Task objective:
Set it all down exactly, every record and every line.
···
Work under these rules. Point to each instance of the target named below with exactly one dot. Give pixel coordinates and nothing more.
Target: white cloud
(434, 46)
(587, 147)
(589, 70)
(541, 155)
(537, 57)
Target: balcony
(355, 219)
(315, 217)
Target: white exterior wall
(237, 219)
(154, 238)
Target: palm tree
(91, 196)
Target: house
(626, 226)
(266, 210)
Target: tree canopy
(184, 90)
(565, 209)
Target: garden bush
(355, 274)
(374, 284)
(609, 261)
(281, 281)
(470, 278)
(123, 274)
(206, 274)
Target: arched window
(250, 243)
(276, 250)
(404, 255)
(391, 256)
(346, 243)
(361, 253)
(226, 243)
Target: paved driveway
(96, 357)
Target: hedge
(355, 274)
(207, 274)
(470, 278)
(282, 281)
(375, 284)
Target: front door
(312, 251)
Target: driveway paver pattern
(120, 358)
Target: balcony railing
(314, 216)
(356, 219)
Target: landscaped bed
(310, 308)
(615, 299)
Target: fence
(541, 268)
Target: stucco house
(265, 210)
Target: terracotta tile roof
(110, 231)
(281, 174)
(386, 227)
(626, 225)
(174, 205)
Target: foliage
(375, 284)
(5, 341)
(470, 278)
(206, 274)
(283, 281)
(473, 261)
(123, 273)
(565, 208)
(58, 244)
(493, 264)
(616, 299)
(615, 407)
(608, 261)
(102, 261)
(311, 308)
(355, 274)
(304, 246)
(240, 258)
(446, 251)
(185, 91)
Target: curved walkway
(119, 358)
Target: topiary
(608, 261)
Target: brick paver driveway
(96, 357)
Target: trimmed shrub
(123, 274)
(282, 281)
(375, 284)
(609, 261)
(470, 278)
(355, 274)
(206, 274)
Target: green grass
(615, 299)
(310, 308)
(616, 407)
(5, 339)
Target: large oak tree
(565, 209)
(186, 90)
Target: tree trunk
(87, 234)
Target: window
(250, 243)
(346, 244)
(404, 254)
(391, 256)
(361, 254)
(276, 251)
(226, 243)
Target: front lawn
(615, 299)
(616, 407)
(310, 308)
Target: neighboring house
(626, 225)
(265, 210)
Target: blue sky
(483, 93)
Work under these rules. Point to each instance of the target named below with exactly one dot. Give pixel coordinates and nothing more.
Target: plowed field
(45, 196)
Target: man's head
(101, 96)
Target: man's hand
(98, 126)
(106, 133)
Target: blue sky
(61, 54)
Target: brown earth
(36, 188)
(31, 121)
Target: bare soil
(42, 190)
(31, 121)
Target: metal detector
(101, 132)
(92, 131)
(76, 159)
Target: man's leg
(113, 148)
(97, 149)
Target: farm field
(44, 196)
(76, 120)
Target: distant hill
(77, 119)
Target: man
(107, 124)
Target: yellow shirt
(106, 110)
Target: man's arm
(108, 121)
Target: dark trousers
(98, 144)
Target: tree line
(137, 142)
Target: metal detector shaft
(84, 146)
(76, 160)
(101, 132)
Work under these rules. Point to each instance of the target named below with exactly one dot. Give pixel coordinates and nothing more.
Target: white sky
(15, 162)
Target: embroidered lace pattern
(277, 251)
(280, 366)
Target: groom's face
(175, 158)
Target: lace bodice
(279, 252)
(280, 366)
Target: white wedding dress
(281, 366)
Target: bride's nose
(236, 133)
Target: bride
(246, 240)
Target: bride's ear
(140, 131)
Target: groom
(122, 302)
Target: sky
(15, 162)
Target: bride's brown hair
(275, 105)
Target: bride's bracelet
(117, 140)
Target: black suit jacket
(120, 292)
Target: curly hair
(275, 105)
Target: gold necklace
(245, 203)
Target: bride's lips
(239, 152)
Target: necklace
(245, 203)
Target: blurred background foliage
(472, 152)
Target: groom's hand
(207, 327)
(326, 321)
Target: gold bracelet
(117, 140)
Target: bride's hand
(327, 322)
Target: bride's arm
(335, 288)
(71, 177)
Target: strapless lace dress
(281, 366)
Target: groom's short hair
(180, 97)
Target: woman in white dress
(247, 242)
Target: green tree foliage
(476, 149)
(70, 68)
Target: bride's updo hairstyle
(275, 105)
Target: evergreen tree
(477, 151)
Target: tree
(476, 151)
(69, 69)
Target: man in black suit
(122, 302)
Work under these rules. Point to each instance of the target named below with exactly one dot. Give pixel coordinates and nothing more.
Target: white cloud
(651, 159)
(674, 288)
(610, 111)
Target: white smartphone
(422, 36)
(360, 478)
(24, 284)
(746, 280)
···
Exercise answer:
Work under these rules. Point to each instance of the target named below with exactly one dot. Give pixel coordinates and nothing more.
Target: white cloud
(434, 46)
(587, 147)
(589, 70)
(541, 155)
(537, 57)
Target: balcony
(355, 219)
(315, 217)
Target: white exterior wall
(237, 219)
(154, 238)
Target: palm tree
(91, 196)
Target: house
(626, 226)
(266, 210)
Target: tree canopy
(184, 90)
(565, 209)
Target: garden bush
(355, 274)
(374, 284)
(609, 261)
(281, 281)
(470, 278)
(123, 274)
(206, 274)
Target: arched window
(250, 243)
(276, 250)
(404, 255)
(391, 256)
(346, 243)
(361, 253)
(226, 243)
Target: paved driveway
(96, 357)
Target: hedge
(355, 274)
(207, 274)
(470, 278)
(282, 281)
(375, 284)
Target: front door
(312, 251)
Target: driveway paver pattern
(120, 358)
Target: balcony railing
(314, 216)
(356, 219)
Target: landscaped bed
(310, 308)
(615, 299)
Target: fence
(541, 268)
Target: stucco house
(265, 210)
Target: terracotta tile roof
(110, 231)
(281, 174)
(386, 227)
(626, 225)
(174, 205)
Target: foliage
(375, 284)
(5, 341)
(470, 278)
(206, 274)
(283, 281)
(473, 261)
(123, 273)
(565, 208)
(58, 244)
(493, 264)
(616, 299)
(615, 407)
(608, 261)
(102, 261)
(311, 308)
(355, 274)
(304, 246)
(240, 258)
(446, 251)
(185, 91)
Target: curved walkway
(119, 358)
Target: topiary
(608, 261)
Target: brick paver driveway
(96, 357)
Target: trimmed shrub
(123, 274)
(282, 281)
(375, 284)
(609, 261)
(470, 278)
(355, 274)
(206, 274)
Target: green grass
(615, 299)
(310, 308)
(616, 407)
(5, 339)
Target: large oak tree
(565, 209)
(186, 90)
Target: tree trunk
(87, 234)
Target: window
(250, 243)
(346, 244)
(404, 254)
(391, 256)
(361, 254)
(276, 251)
(226, 243)
Target: front lawn
(615, 299)
(616, 407)
(310, 308)
Target: neighboring house
(626, 225)
(265, 210)
Target: blue sky
(483, 93)
Work under these rules. Point to each instance of the target named below with exactly one dot. Give pixel coordinates and nothing more.
Target: plowed field
(45, 196)
Target: man's head
(101, 96)
Target: man's hand
(98, 126)
(106, 133)
Target: blue sky
(61, 54)
Target: brown earth
(36, 188)
(31, 121)
Target: bare soil
(42, 190)
(31, 121)
Target: metal detector
(101, 132)
(92, 131)
(76, 159)
Target: man's leg
(113, 148)
(97, 149)
Target: farm field
(44, 196)
(76, 120)
Target: distant hill
(77, 119)
Target: man
(107, 124)
Target: yellow shirt
(106, 110)
Target: man's arm
(108, 121)
Target: dark trousers
(98, 144)
Target: tree line
(137, 142)
Target: metal detector shaft
(84, 146)
(76, 160)
(101, 132)
Work under these rules. Point to each instance of the target named below with exactly one dot. Give pixel coordinates and nothing more.
Target: white sky
(15, 162)
Target: embroidered lace pattern
(277, 251)
(280, 366)
Target: groom's face
(175, 158)
Target: lace bodice
(279, 252)
(280, 366)
Target: white wedding dress
(281, 366)
Target: bride's nose
(236, 133)
Target: bride
(246, 240)
Target: bride's ear
(140, 131)
Target: groom
(122, 302)
Target: sky
(15, 162)
Target: bride's brown hair
(275, 105)
Target: bride's bracelet
(117, 140)
Target: black suit jacket
(120, 292)
Target: curly hair
(275, 105)
Target: gold necklace
(245, 203)
Target: bride's lips
(239, 152)
Target: necklace
(245, 203)
Target: blurred background foliage
(472, 152)
Target: groom's hand
(207, 327)
(326, 321)
Target: gold bracelet
(117, 140)
Target: bride's hand
(327, 322)
Target: bride's arm
(335, 288)
(71, 177)
Target: strapless lace dress
(281, 366)
Target: groom's short hair
(180, 97)
Target: woman in white dress
(247, 242)
Target: green tree foliage
(476, 149)
(70, 68)
Target: bride's updo hairstyle
(275, 105)
Target: evergreen tree
(477, 151)
Target: tree
(476, 151)
(69, 69)
Target: man in black suit
(122, 302)
Work under these rules. Point to each instance of the target named below with exactly one dot. Give pixel coordinates and nothing more.
Target: white cloud
(651, 159)
(674, 288)
(610, 111)
Target: white smartphone
(422, 36)
(360, 478)
(24, 284)
(746, 280)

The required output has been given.